Through their design-based making during program activities, youth created design artifacts in the form of sketches and prototypes, which they shared with other program participants in presentations video-recorded by their peers or program volunteers using iPads. Photos of design artifacts and video-recorded presentations comprise the core dataset, complemented by daily attendance records and program documents.
Procedure
For an hour, twice weekly for six weeks, youth completed program activities linked with design phases and design-based making activities as outlined in Table 4.
Table 4. Improve Our Club! Program schedule and integration of design-based making.
In weeks 1-2, youth were challenged to discover a problem in their lives and then define and share it with their peers through a video-recorded problem presentation. In weeks 3-6, youth viewed one another’s problem presentations, and then selected someone else’s problem on which to focus their efforts to develop and deliver a solution in the form of sketch presentations and prototype presentations. Youth projects developed organically and asynchronously, often spanning multiple weeks. Local Tech Heroes (2020) provides additional programmatic details, including session plans and handouts online.
Analysis Approach
Our approach was informed by thematic analysis (Braun & Clarke, 2006; Fereday & Muir-Cochrane, 2006) and grounded theory (Corbin & Strauss, 2014; Saldaña, 2015). Specific sense-making steps were inspired by Lin’s (2019) application of thematic analysis to artifacts, as well as qualitative observations, inductive coding, thematic analysis, and Social Network Analysis used in several DTRS11 studies (Christensen et al., 2017).
▬▬▬
## ACTIVITIES:
1 – Decide whether each of these statements agrees with the passage on the design program above: (a) Youth completed program activities for an hour, twice weekly, for six weeks. (b) Youth selected someone else's problem to work on during weeks 1-2. (c) Presentations were video-recorded only by program volunteers. Answer each with yes or no and quote the words of the passage that decide it.
2 – Reproduce the passage on the design program word for word, from "Analysis Approach" up to and including "et al., 2017).".
▬▬▬
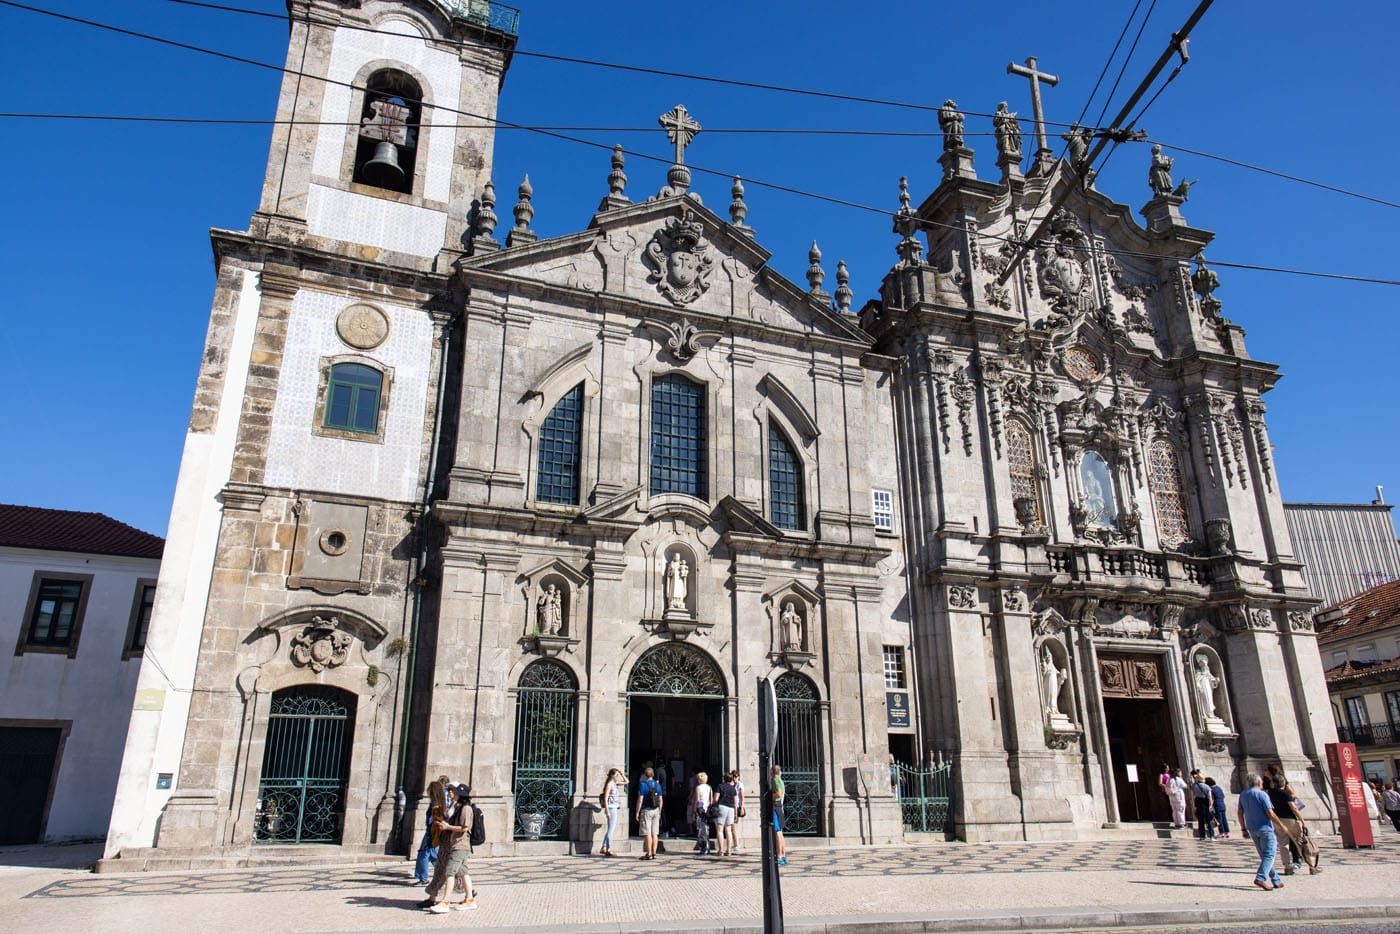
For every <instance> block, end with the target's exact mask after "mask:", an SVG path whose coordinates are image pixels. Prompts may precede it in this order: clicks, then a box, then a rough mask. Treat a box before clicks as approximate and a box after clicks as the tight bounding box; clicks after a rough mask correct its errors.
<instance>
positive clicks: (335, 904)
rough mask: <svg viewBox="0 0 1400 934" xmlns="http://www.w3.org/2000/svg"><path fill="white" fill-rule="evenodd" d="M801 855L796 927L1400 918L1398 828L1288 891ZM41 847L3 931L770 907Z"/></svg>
mask: <svg viewBox="0 0 1400 934" xmlns="http://www.w3.org/2000/svg"><path fill="white" fill-rule="evenodd" d="M676 843H678V844H682V843H683V842H676ZM685 846H686V847H687V846H689V844H685ZM676 849H679V846H678V847H676ZM4 856H6V854H4V853H3V851H0V861H4ZM791 858H792V863H791V864H790V865H788V867H785V868H784V871H783V872H784V874H783V895H784V903H785V906H787V920H788V931H790V933H791V934H798V933H805V931H836V930H840V931H853V933H854V931H861V933H862V934H864V933H867V931H869V933H874V931H923V930H930V931H958V930H1015V928H1022V927H1035V928H1042V930H1053V928H1084V927H1110V926H1148V924H1198V923H1224V921H1271V920H1277V921H1298V920H1312V919H1341V917H1382V919H1383V917H1386V916H1387V914H1389V917H1390V921H1389V926H1393V927H1394V928H1396V930H1400V886H1397V885H1396V881H1397V879H1400V864H1397V858H1400V835H1394V836H1387V837H1382V840H1380V843H1379V846H1378V847H1376V849H1375V850H1359V851H1358V850H1341V849H1340V846H1338V844H1337V843H1336V839H1329V840H1324V846H1323V867H1324V872H1323V874H1320V875H1316V877H1310V875H1306V874H1303V875H1294V877H1288V879H1287V886H1285V888H1284V889H1282V891H1280V892H1267V893H1266V892H1261V891H1259V889H1256V888H1254V886H1253V884H1252V879H1253V865H1254V849H1253V846H1250V843H1249V842H1247V840H1239V839H1236V840H1221V842H1197V840H1180V839H1175V840H1131V842H1107V843H1102V842H1086V843H1004V844H973V846H969V844H942V846H930V847H917V849H910V847H881V849H853V850H799V851H795V853H792V854H791ZM15 861H18V860H15ZM35 863H39V860H32V858H31V860H29V865H28V867H20V868H4V870H0V906H3V909H0V910H3V913H0V917H4V927H6V928H8V930H22V931H32V933H35V934H42V933H46V931H55V933H57V931H62V933H63V934H71V931H74V930H90V931H126V930H140V931H143V933H146V934H164V933H167V931H169V933H171V934H176V933H178V934H185V933H186V931H189V930H192V928H193V930H196V931H199V934H223V933H225V931H228V933H232V931H251V930H252V931H262V933H272V931H385V930H391V931H398V930H420V928H424V927H428V928H456V930H462V928H473V930H483V931H510V930H521V931H525V930H529V931H552V933H560V934H564V933H566V931H629V933H636V931H651V930H655V931H749V930H756V926H757V919H759V913H760V895H759V878H757V872H759V867H757V860H756V858H755V857H752V856H746V857H741V858H736V860H715V858H710V860H701V858H699V857H694V856H692V854H689V853H685V854H673V856H668V857H661V858H659V860H657V861H655V863H641V861H638V860H634V858H630V860H624V858H616V860H605V858H601V857H550V858H528V857H521V858H497V860H482V861H479V863H476V864H475V865H473V881H475V884H476V886H477V889H479V892H480V905H482V907H480V910H477V912H465V913H458V912H454V913H451V914H445V916H427V914H424V913H423V912H419V910H417V909H416V907H414V905H416V902H417V900H419V899H420V898H421V896H423V895H421V889H419V888H414V886H410V885H407V884H406V882H405V879H406V878H407V875H409V867H407V864H403V865H402V867H399V865H395V867H347V868H336V870H325V868H321V870H232V871H221V872H202V874H178V872H141V874H115V875H113V874H109V875H92V874H88V872H83V871H80V870H62V868H52V865H35ZM1389 926H1387V927H1386V928H1382V930H1390V927H1389Z"/></svg>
▬▬▬
## EXPECTED RESPONSES:
1 –
(a) Yes: "For an hour, twice weekly for six weeks, youth completed program activities"
(b) No: "In weeks 3-6, youth viewed one another’s problem presentations, and then selected someone else’s problem"
(c) No: "video-recorded by their peers or program volunteers using iPads"

2 –
Analysis Approach
Our approach was informed by thematic analysis (Braun & Clarke, 2006; Fereday & Muir-Cochrane, 2006) and grounded theory (Corbin & Strauss, 2014; Saldaña, 2015). Specific sense-making steps were inspired by Lin’s (2019) application of thematic analysis to artifacts, as well as qualitative observations, inductive coding, thematic analysis, and Social Network Analysis used in several DTRS11 studies (Christensen et al., 2017).